Saved entries:
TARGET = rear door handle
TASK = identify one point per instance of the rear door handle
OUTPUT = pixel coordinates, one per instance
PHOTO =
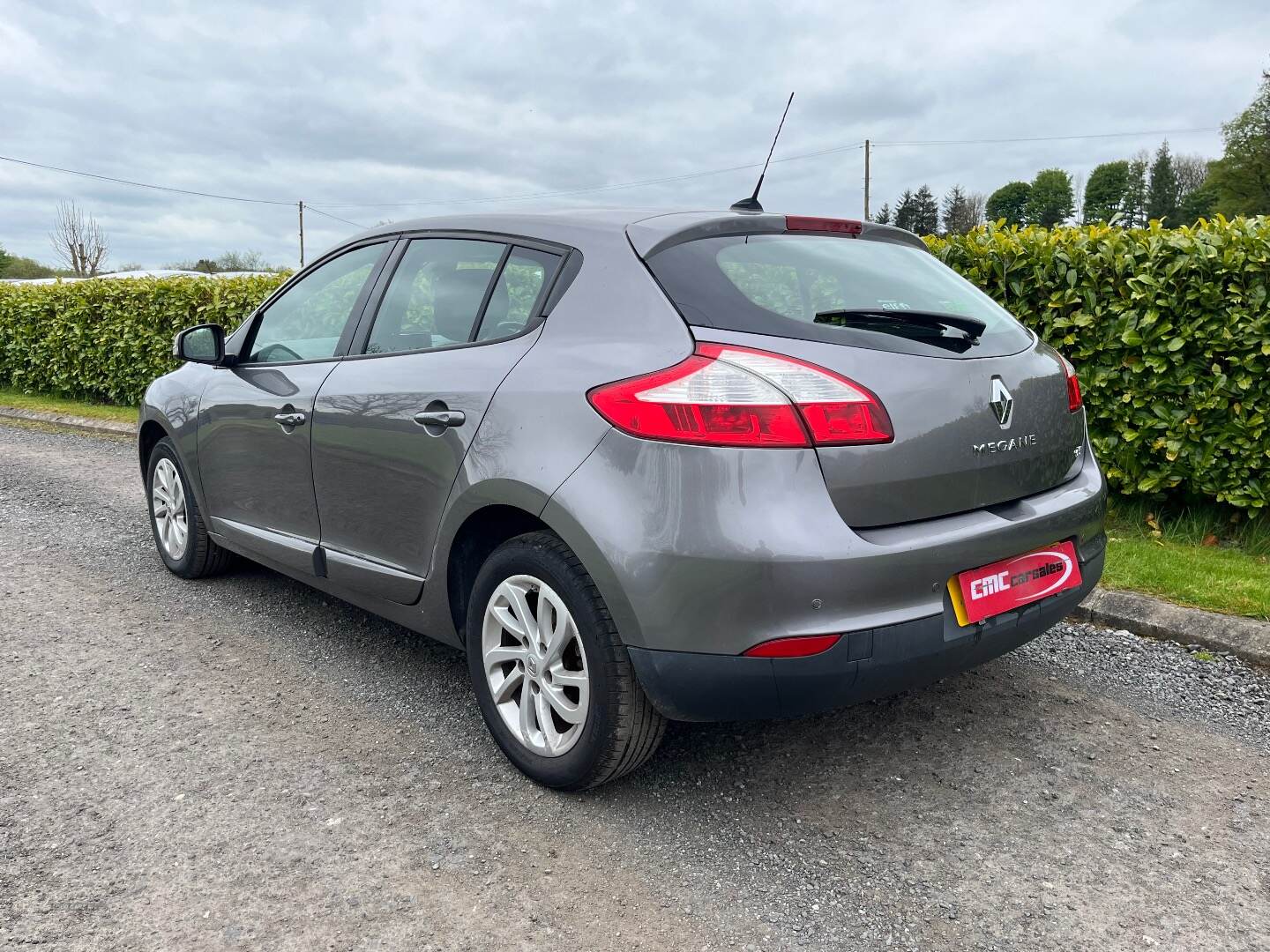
(441, 418)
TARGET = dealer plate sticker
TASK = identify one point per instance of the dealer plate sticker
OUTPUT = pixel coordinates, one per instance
(1001, 587)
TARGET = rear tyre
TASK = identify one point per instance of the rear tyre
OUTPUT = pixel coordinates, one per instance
(551, 675)
(178, 527)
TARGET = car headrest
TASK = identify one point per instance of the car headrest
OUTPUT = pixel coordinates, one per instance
(456, 300)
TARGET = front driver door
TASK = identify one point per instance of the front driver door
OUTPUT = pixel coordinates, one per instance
(254, 418)
(394, 420)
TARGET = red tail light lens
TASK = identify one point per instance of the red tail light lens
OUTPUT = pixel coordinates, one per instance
(840, 227)
(1074, 401)
(735, 397)
(798, 646)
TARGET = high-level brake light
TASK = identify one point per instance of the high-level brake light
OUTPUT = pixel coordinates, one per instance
(736, 397)
(837, 227)
(1074, 401)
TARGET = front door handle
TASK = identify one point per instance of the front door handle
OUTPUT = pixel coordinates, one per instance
(439, 418)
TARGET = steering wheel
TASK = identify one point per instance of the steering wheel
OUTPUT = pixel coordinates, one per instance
(263, 355)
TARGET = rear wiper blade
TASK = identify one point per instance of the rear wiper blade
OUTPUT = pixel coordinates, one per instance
(869, 317)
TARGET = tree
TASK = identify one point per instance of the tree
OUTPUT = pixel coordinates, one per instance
(1162, 192)
(1105, 190)
(1050, 199)
(1136, 193)
(1241, 176)
(1009, 202)
(905, 211)
(1200, 204)
(78, 240)
(1192, 172)
(961, 211)
(926, 212)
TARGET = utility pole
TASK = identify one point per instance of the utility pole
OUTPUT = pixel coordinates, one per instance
(866, 179)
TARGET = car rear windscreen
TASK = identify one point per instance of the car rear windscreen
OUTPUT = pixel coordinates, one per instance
(810, 286)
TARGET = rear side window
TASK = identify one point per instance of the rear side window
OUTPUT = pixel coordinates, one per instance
(435, 296)
(517, 294)
(788, 285)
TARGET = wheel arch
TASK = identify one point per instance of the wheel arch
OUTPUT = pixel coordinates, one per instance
(147, 437)
(481, 533)
(490, 525)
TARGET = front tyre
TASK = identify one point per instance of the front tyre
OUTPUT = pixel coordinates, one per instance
(178, 527)
(553, 678)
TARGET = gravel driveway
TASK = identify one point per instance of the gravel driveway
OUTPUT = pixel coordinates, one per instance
(245, 763)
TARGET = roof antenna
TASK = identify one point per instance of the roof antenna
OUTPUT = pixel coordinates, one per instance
(751, 205)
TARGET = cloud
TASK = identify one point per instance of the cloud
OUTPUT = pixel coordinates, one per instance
(354, 106)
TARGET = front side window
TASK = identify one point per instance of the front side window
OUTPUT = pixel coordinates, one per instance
(435, 296)
(309, 319)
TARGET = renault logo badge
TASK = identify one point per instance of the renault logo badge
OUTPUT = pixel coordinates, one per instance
(1001, 403)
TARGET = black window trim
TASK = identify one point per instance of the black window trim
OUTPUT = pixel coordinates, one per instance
(355, 315)
(569, 259)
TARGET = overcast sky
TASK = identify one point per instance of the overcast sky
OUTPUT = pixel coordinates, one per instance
(349, 106)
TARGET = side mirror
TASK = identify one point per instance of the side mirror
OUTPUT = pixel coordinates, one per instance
(204, 343)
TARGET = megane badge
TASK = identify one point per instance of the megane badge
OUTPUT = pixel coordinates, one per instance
(1001, 403)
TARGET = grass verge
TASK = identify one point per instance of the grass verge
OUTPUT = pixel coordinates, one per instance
(60, 405)
(1198, 556)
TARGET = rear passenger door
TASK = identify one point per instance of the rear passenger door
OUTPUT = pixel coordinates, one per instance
(394, 419)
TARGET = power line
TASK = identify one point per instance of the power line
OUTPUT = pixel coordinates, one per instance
(609, 187)
(315, 208)
(145, 184)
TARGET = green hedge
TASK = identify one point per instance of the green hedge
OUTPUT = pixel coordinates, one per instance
(107, 339)
(1169, 329)
(1169, 333)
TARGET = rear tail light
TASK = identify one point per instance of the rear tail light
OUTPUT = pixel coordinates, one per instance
(1074, 401)
(736, 397)
(796, 646)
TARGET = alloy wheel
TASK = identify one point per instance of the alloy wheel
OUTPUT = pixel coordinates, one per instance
(534, 666)
(168, 502)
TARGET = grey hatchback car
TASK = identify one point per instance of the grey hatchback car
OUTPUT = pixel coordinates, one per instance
(640, 466)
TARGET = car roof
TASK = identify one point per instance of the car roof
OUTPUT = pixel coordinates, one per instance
(649, 230)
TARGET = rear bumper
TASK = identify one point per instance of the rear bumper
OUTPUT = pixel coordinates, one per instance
(866, 664)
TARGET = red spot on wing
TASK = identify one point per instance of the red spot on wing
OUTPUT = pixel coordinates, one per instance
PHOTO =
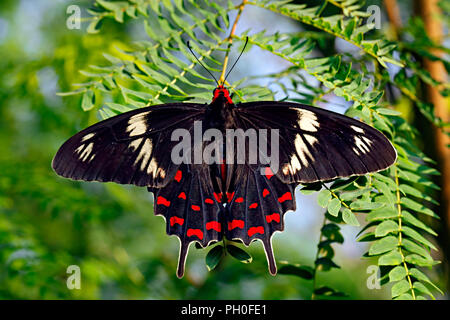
(223, 171)
(254, 230)
(268, 172)
(163, 201)
(213, 225)
(218, 197)
(253, 206)
(178, 176)
(273, 217)
(285, 197)
(195, 232)
(174, 220)
(236, 224)
(225, 92)
(230, 196)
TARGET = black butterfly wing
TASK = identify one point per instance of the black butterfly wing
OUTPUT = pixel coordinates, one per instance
(190, 208)
(257, 207)
(131, 148)
(319, 145)
(313, 145)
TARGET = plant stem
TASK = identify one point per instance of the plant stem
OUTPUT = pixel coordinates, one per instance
(230, 41)
(399, 210)
(313, 295)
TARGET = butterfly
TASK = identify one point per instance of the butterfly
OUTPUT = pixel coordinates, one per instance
(237, 201)
(242, 187)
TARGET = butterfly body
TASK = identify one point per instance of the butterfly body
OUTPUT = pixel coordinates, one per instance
(206, 201)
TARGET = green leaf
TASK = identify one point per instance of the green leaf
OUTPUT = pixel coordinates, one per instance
(383, 245)
(422, 277)
(323, 198)
(349, 217)
(239, 254)
(413, 234)
(385, 228)
(213, 257)
(334, 206)
(361, 205)
(413, 205)
(397, 274)
(327, 291)
(388, 112)
(304, 272)
(94, 26)
(421, 288)
(399, 288)
(417, 260)
(392, 258)
(332, 232)
(88, 101)
(325, 264)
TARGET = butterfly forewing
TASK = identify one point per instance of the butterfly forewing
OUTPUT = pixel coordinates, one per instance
(132, 148)
(319, 145)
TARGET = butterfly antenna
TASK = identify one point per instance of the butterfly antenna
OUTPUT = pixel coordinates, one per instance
(190, 49)
(246, 41)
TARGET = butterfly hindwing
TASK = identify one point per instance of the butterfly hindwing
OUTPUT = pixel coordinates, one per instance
(257, 207)
(190, 209)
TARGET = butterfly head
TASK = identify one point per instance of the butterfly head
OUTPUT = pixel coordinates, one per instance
(222, 92)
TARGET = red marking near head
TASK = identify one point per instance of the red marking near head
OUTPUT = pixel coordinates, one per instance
(268, 172)
(221, 89)
(174, 220)
(213, 225)
(236, 224)
(178, 176)
(163, 201)
(285, 197)
(254, 230)
(273, 217)
(253, 206)
(195, 232)
(218, 197)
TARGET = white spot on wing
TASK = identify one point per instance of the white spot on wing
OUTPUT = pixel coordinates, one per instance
(135, 144)
(357, 129)
(144, 154)
(307, 120)
(362, 144)
(88, 136)
(303, 150)
(86, 152)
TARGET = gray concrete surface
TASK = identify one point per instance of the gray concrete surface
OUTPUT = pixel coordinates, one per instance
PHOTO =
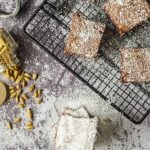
(61, 89)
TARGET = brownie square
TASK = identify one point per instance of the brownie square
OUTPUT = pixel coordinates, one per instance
(126, 14)
(135, 65)
(84, 37)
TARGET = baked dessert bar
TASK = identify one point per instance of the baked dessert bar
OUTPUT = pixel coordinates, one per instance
(135, 65)
(126, 14)
(84, 37)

- **The problem**
Lines with the word "overcast" in them should be copied from the preceding records.

- **Response to the exercise**
TARGET = overcast sky
TASK = identify one point per instance of the overcast sky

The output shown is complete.